Work task: Copy out the listing that follows, exactly, without its pictures.

Available data:
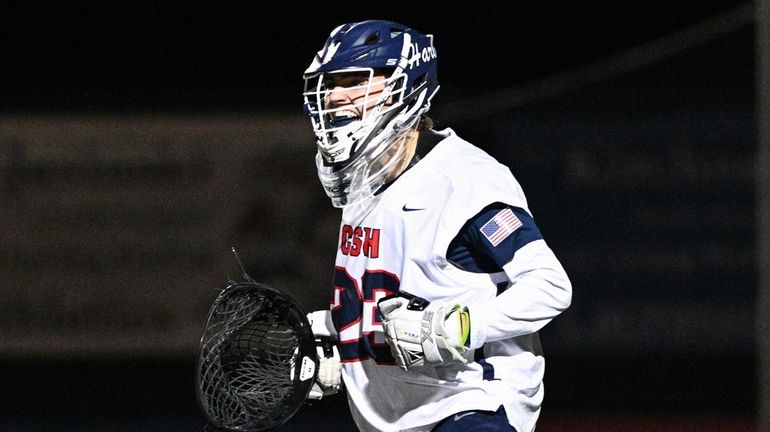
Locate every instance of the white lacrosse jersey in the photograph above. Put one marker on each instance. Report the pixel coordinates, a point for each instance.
(400, 244)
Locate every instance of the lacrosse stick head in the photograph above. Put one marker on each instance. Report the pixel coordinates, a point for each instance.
(257, 359)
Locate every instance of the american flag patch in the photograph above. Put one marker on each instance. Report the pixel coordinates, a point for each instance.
(503, 224)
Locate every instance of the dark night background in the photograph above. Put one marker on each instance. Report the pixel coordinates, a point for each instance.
(635, 179)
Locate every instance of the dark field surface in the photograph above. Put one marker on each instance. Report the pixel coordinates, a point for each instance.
(583, 393)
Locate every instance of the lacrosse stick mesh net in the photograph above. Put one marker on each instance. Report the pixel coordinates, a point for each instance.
(249, 365)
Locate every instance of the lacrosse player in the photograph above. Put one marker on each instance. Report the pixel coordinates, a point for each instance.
(442, 277)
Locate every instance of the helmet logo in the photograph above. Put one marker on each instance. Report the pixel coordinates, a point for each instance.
(415, 55)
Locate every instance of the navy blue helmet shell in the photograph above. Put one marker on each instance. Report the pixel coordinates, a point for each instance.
(379, 44)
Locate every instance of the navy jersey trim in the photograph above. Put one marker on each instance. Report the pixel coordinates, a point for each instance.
(470, 250)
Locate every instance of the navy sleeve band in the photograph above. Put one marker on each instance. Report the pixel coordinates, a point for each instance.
(489, 240)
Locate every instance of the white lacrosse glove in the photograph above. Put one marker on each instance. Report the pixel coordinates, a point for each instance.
(421, 333)
(329, 377)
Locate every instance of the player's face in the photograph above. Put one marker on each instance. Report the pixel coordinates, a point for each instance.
(353, 94)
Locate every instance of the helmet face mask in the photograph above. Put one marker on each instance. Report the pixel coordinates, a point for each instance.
(366, 89)
(342, 128)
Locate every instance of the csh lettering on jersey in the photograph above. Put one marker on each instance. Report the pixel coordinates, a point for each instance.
(355, 241)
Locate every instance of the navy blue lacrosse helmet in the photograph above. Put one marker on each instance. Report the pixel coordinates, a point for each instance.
(398, 66)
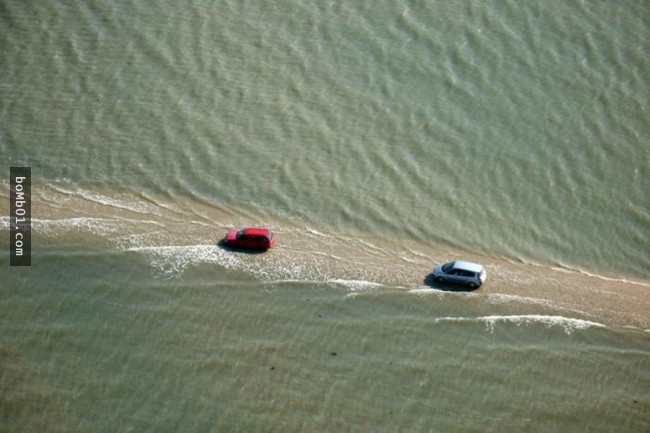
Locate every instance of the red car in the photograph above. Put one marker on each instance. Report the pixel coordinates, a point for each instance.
(250, 239)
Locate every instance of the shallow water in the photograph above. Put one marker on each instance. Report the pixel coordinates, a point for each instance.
(376, 139)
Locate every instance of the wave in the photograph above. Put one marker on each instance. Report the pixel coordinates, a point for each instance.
(568, 324)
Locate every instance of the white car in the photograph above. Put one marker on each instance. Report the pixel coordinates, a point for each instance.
(460, 272)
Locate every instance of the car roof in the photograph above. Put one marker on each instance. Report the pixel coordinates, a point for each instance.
(255, 231)
(468, 266)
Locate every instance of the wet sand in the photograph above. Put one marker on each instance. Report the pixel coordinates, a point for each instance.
(176, 232)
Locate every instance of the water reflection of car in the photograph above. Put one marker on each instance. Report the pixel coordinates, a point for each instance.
(460, 272)
(250, 238)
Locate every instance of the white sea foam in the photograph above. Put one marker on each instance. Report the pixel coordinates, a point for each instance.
(568, 324)
(356, 285)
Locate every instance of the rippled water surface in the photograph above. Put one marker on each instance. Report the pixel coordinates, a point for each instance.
(376, 139)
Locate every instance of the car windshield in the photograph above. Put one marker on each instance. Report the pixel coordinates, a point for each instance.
(448, 266)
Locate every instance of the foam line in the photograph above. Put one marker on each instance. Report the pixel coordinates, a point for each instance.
(568, 324)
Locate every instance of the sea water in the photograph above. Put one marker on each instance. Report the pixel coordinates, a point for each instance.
(376, 139)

Completed exercise:
Locate every instance of the white lacrosse jersey in the photograph above. Put one marker on each instance. Report the pixel coordinates, a point for each instance.
(400, 244)
Locate every instance of the lacrosse stick head in the photograph above. Put one marker on each instance. Report the pixel coordinates, a point for each instance.
(257, 359)
Locate every instance of the american flag patch in the photograph above. Put one marker on each instance. Report the pixel coordinates, a point for each instance.
(503, 224)
Locate every instance of the dark night background in the photograph above. Put one marker on each instance. Report the pixel coordinates, a point for each instance.
(635, 179)
Locate every instance of the dark field surface in the photograph above. Put one marker on each instance. Report the pixel coordinates, a point for each instance.
(583, 393)
Locate every instance of the lacrosse stick mesh net in the photograph above. Put one marker on each instance. Report the pixel coordinates, a point for each instance.
(249, 365)
Locate every instance of the lacrosse player in the photograph above. Put one marker on each instance. Report the pixel coordinates, a point for each instance.
(442, 277)
Locate every instance of the helmet logo in the photograph above. Put one marker on each instance. Report the pixel coordinates, a point for each instance.
(415, 55)
Locate every instance of the navy blue helmet shell in the photograph above. Put one marker on each instance. Report the pixel coordinates, a point for each instance.
(379, 44)
Locate every instance of the navy jersey trim in the photograph above. Put one marker on each instance. Report the pixel coordinates, a point for each instance.
(470, 250)
Locate every instance of the navy sleeve band in the photograph above. Put one marker on each instance. Report the pixel coordinates, a point for each instance.
(489, 240)
Locate every instance of the white lacrosse glove in the photograph above. Put one marker on each instance. Report the pixel coordinates, a point for each instance.
(421, 333)
(329, 377)
Locate every instance of the player's face in the photograph above. Put one marker on each instance. Report the pixel coordinates, a point for each instance.
(353, 94)
Locate every instance of the helmet face mask in the photograph above. Put one marker on each instance. Report the pixel coordinates, a point for each instance.
(366, 89)
(342, 128)
Locate every instance of the csh lettering on jersey in the photograph above. Put one marker on each instance. Report the pixel coordinates, a point for each instance.
(355, 241)
Locate every instance of the navy blue lacrosse helmet in the photograph above. Put one marker on each instance. Report the pixel coordinates, a point for each instance.
(398, 66)
Locate every instance of the red car in the photograph above. Put one marker on each instance. Report the pixel coordinates, a point for each instance.
(250, 239)
Locate every instance of the shallow water in the photograph above. Put one marker on each instance. Report the pixel coordinates, a point for each instance.
(376, 139)
Locate every instance of the wave in the photograph above. Put one marker on each instance. Report the pixel coordinates, a point for each instance.
(568, 324)
Locate every instance of the white car in the photograph above. Put one marker on each instance. Report the pixel coordinates, a point for each instance.
(460, 272)
Locate every instance of the car roof in the photograph above. Put one marker on each instance. Report the pixel coordinates, a point for each instance.
(255, 231)
(468, 266)
Locate every instance of the wet sand in the photograph above. Put one marker on each instance. Report the pixel coordinates, a point for each instance.
(176, 232)
Locate every instance of the water reflection of car in the photograph above. Put one marker on each instance. Report the pixel coordinates, a point for each instance.
(460, 272)
(250, 238)
Locate every instance of the white sea foam in the photograph above. Put one marker on each instance. Report the pixel coordinates, a point for each instance.
(568, 324)
(356, 285)
Locate every instance of the rippled water surface in the photograph above. Put one marker on each instance. Report the pixel coordinates, a point for each instance.
(376, 139)
Locate every instance of the car windshield in the photograph above. Put one marker on each instance. Report the pixel coordinates, a point for each instance.
(448, 266)
Locate every instance of the foam line in the photograph above. Put one marker on each instance. Report the pixel coordinates, a point for each instance.
(568, 324)
Locate every instance of the sea water in the photograph above. Put one marker on each instance. Report the pixel coordinates, a point for each instance.
(376, 139)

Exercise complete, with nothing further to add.